Selected extract
══════════════════════════════
Collaborative Filtering is a popular approach for recommendation systems, as it relies on the ratings or preferences of users to make predictions about what items a given user might like. In our case, we will use the presence of an artist in a playlist as a proxy for a "rating" of 1, indicating that the artist is relevant to the playlist.
The Co-Occurrence based algorithm, on the other hand, will measure the similarity between items based on how often they appear in the same playlist.
Preparing training Dataset
We'll start by creating a training dataset.
The first function reads every CSV file and combines them into a single pandas DataFrame. For artist similarity, we are only interested in the presence of artists in a playlist. Here's the code for reading the raw dataset:
def read_for_artists(allowlist):
p = Path('/kaggle/input/spotify-playlists-csv')
paths = list(p.iterdir())
df = pd.concat((pd.read_csv(f, usecols=['pid', 'artist_uri']) for f in paths), ignore_index=True)
══════════════════════════════
[Excerpts of annotation records]
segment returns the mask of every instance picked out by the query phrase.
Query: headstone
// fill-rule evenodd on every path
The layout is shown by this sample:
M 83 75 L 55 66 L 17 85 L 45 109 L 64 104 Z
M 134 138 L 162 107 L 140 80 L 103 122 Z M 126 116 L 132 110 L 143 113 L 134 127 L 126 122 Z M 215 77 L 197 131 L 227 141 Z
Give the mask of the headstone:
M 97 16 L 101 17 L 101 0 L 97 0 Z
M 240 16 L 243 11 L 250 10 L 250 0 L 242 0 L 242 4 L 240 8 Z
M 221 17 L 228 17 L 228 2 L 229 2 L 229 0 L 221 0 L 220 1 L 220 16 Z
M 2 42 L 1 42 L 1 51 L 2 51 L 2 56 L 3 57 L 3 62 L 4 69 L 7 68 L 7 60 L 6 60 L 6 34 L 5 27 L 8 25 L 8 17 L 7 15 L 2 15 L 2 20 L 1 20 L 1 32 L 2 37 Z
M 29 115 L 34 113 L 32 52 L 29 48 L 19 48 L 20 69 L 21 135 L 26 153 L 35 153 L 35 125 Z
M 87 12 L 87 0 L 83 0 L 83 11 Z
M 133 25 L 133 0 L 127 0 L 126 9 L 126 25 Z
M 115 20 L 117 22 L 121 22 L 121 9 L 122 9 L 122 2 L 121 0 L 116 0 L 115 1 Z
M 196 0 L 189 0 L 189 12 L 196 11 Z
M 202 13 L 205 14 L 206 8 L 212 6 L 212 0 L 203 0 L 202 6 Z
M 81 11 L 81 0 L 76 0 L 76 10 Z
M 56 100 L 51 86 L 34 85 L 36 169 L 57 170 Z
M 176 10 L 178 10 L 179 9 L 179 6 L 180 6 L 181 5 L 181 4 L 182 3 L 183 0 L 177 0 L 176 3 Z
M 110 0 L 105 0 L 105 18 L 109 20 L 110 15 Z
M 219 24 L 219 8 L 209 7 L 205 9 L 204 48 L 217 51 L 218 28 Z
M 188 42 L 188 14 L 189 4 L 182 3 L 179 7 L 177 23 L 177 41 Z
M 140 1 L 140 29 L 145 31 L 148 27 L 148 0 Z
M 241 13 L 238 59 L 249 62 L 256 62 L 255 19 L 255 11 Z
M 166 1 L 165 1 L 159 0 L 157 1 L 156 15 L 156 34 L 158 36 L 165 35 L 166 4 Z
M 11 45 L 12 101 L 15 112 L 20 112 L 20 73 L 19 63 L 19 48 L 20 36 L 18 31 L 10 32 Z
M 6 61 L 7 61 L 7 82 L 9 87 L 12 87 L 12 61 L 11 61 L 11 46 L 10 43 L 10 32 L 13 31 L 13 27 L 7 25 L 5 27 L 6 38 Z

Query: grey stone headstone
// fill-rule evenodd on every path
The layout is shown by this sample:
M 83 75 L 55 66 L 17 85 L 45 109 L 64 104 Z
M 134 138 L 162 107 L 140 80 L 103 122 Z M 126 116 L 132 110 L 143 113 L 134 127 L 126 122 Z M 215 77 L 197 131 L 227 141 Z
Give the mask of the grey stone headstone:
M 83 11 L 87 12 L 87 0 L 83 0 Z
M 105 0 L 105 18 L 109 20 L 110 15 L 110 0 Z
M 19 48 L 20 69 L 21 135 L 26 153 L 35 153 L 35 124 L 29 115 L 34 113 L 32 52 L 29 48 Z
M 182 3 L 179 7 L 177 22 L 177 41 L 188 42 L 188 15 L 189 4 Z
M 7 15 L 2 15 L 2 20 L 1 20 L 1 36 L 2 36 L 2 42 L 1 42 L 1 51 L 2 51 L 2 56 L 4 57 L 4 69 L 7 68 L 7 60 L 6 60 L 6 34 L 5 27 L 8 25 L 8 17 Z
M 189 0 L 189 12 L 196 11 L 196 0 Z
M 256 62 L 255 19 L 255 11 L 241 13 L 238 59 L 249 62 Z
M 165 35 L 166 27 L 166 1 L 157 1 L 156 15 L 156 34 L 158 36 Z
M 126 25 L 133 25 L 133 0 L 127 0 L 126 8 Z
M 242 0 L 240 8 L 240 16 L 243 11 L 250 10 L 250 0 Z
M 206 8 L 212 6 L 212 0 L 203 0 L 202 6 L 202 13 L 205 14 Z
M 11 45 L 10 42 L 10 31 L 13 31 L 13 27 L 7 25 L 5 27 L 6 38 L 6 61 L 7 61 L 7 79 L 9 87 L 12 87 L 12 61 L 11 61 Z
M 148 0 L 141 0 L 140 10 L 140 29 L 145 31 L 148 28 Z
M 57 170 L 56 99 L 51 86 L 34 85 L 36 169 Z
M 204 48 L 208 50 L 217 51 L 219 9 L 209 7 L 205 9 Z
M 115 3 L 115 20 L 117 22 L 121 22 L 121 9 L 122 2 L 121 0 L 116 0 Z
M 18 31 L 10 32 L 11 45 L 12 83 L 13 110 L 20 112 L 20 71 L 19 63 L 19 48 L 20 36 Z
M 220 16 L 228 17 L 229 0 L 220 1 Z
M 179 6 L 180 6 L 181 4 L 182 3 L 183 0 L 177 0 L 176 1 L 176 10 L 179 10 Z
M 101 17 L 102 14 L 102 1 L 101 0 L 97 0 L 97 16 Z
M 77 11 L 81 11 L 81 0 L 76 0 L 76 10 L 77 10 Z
══════════════════════════════
Jobs
A: According to the playlist recommendation text, what does the presence of an artist in a playlist stand in for?
B: Write out everything from "Preparing training Dataset" down to "paths = list(p.iterdir())" in the playlist recommendation text, swapping "DataFrame" for "table".

Results in order
A: A "rating" of 1, indicating that the artist is relevant to the playlist.

B:
Preparing training Dataset
We'll start by creating a training dataset.
The first function reads every CSV file and combines them into a single pandas table. For artist similarity, we are only interested in the presence of artists in a playlist. Here's the code for reading the raw dataset:
def read_for_artists(allowlist):
p = Path('/kaggle/input/spotify-playlists-csv')
paths = list(p.iterdir())